# [Task to carry out]
Every record, from first to last, should be written out again exactly.
[Start of Attachment]
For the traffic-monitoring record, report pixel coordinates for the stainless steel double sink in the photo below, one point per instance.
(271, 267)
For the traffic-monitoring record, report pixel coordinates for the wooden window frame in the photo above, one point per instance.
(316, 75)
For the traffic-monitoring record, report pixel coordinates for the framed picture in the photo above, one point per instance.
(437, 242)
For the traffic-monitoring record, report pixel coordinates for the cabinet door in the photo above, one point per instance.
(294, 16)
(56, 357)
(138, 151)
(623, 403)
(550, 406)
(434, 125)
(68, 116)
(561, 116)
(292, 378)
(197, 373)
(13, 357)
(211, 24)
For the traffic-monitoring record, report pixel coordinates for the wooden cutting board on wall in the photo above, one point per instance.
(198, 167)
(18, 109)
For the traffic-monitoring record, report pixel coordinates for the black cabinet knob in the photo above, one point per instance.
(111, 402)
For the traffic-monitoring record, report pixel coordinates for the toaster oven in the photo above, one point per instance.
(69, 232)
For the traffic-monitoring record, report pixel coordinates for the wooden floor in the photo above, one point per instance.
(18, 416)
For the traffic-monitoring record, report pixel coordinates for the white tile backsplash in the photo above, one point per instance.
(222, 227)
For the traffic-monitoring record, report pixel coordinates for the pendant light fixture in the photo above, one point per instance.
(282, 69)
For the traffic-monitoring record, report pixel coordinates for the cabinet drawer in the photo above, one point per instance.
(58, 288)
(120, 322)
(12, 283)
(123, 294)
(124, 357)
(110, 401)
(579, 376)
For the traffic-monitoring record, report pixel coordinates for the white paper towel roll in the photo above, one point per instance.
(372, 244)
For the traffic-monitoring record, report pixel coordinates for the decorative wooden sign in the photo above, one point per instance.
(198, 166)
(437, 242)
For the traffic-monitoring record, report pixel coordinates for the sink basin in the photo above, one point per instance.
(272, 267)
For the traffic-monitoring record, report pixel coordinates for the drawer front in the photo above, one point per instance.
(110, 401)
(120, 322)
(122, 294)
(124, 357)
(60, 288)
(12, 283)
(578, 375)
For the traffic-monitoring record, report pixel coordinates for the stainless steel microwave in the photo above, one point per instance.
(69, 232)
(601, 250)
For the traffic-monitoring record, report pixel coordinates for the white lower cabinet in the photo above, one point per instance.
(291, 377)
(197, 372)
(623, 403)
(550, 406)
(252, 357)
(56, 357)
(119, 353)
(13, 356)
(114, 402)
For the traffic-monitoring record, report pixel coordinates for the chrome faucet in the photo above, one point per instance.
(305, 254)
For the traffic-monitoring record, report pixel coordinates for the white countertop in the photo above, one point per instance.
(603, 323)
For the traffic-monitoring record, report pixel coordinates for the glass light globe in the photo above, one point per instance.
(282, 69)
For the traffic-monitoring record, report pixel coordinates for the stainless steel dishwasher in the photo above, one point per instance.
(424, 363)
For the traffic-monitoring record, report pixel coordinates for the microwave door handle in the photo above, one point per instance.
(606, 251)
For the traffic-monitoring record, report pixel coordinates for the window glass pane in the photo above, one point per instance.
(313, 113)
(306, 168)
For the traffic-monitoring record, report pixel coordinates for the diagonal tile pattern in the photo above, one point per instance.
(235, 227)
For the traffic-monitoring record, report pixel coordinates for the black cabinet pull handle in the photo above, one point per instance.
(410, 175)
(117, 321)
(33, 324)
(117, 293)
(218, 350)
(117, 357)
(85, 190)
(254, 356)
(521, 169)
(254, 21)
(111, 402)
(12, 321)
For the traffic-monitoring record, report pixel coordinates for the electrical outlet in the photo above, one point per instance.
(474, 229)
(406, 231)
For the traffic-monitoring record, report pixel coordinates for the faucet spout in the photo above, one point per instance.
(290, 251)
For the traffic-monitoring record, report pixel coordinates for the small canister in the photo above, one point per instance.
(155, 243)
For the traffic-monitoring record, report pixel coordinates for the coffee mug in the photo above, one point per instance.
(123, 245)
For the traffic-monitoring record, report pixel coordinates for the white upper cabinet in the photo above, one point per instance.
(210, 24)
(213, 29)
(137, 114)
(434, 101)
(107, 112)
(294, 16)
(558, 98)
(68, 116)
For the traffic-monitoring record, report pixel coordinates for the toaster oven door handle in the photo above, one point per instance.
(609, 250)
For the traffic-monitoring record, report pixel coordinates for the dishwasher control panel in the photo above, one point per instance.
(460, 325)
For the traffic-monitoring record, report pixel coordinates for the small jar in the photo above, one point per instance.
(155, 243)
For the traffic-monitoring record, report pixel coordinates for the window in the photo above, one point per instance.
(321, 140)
[End of Attachment]
# [Answer to the problem]
For the traffic-monitoring record, report pixel coordinates for the stainless steel double sink in the photo below, one point per instance.
(271, 267)
For the traffic-monitoring record, report pixel coordinates for the wooden window frame in the photo above, one point per instance.
(316, 75)
For the traffic-monitoring record, report pixel coordinates for the framed picture in the photo above, one point per instance.
(437, 242)
For the traffic-monitoring record, report pixel coordinates for the cabinet door in the photo above, one point per instance.
(294, 16)
(56, 357)
(138, 151)
(623, 403)
(550, 406)
(434, 125)
(68, 116)
(561, 116)
(292, 378)
(197, 373)
(13, 357)
(211, 24)
For the traffic-monitoring record, report pixel coordinates for the wooden cutting board on wall in the photo above, one point per instance.
(198, 167)
(18, 109)
For the traffic-monitoring record, report pixel coordinates for the black cabinet knob in the photo above, one point per instance.
(111, 402)
For the traffic-monitoring record, report pixel coordinates for the toaster oven in the photo above, one point per instance.
(69, 232)
For the traffic-monitoring record, report pixel coordinates for the wooden floor in the photo above, one point per instance.
(18, 416)
For the traffic-monitoring record, report pixel coordinates for the white tile backsplash in the photo above, one point per instance.
(222, 227)
For the traffic-monitoring record, report pixel coordinates for the pendant light fixture in the photo above, one point per instance.
(282, 69)
For the traffic-monitoring record, report pixel coordinates for the cabinet drawer in the photo above, one point per instance.
(58, 288)
(120, 322)
(12, 283)
(123, 294)
(124, 357)
(110, 401)
(579, 376)
For the traffic-monitoring record, report pixel coordinates for the white paper towel roll in the photo above, one point per instance.
(372, 244)
For the traffic-monitoring record, report pixel coordinates for the decorative wooden sign in the photo above, one point per instance.
(198, 166)
(437, 242)
For the traffic-monitoring record, report pixel coordinates for the sink basin in the photo above, one point per instance.
(272, 267)
For the traffic-monitoring record, report pixel coordinates for the drawer front in the photo above, one point per instance.
(110, 401)
(120, 322)
(122, 294)
(124, 357)
(60, 288)
(12, 283)
(578, 375)
For the traffic-monitoring record, report pixel coordinates for the stainless steel microwave in the photo above, one point per instance.
(69, 232)
(601, 250)
For the traffic-monitoring record, report pixel coordinates for the white lower cabinet in the photo above, one point per instance.
(291, 377)
(197, 372)
(623, 403)
(550, 406)
(252, 357)
(56, 357)
(119, 353)
(13, 356)
(114, 402)
For the traffic-monitoring record, report pixel coordinates for the chrome faucet in the photo above, one point per instance.
(305, 254)
For the traffic-monitoring record, report pixel coordinates for the white countertop in the photo above, one point per instance.
(603, 323)
For the traffic-monitoring record, report pixel coordinates for the glass light globe in the photo above, one point per instance.
(282, 69)
For the traffic-monitoring record, report pixel coordinates for the stainless steel dishwasher in the photo above, one point per instance.
(424, 363)
For the traffic-monitoring record, report pixel coordinates for the microwave door handle in the photo above, one point per instance.
(606, 251)
For the traffic-monitoring record, report pixel coordinates for the window glass pane in the photo above, one point per instance.
(313, 113)
(306, 168)
For the traffic-monitoring record, report pixel coordinates for the diagonal tile pattern in the photo above, one point per instance.
(235, 227)
For the traffic-monitoring record, report pixel coordinates for the black cabinet pull handle in the photo above, one point per instance.
(410, 175)
(117, 321)
(33, 324)
(117, 293)
(218, 350)
(117, 357)
(85, 190)
(254, 356)
(521, 169)
(254, 21)
(111, 402)
(12, 321)
For the traffic-monitoring record, report pixel coordinates for the electrical outlet in the photo above, one point per instance.
(474, 229)
(406, 231)
For the traffic-monitoring record, report pixel coordinates for the faucet spout in the photo above, one point per instance.
(290, 251)
For the traffic-monitoring record, report pixel coordinates for the small canister in the photo above, one point per instance.
(155, 243)
For the traffic-monitoring record, report pixel coordinates for the coffee mug in the photo above, one point per instance.
(123, 245)
For the traffic-monitoring record, report pixel coordinates for the white upper cabinet in the photo above, one point per instance.
(210, 24)
(213, 29)
(137, 114)
(434, 101)
(107, 112)
(294, 16)
(558, 98)
(68, 116)
For the traffic-monitoring record, report pixel coordinates for the toaster oven door handle in the photo above, one point per instance.
(609, 250)
For the traffic-monitoring record, report pixel coordinates for the dishwasher control panel in the photo above, one point per instance.
(460, 325)
For the traffic-monitoring record, report pixel coordinates for the small jar in the photo above, one point per instance.
(155, 243)
For the traffic-monitoring record, report pixel coordinates for the window in the photo above, one point per instance.
(321, 140)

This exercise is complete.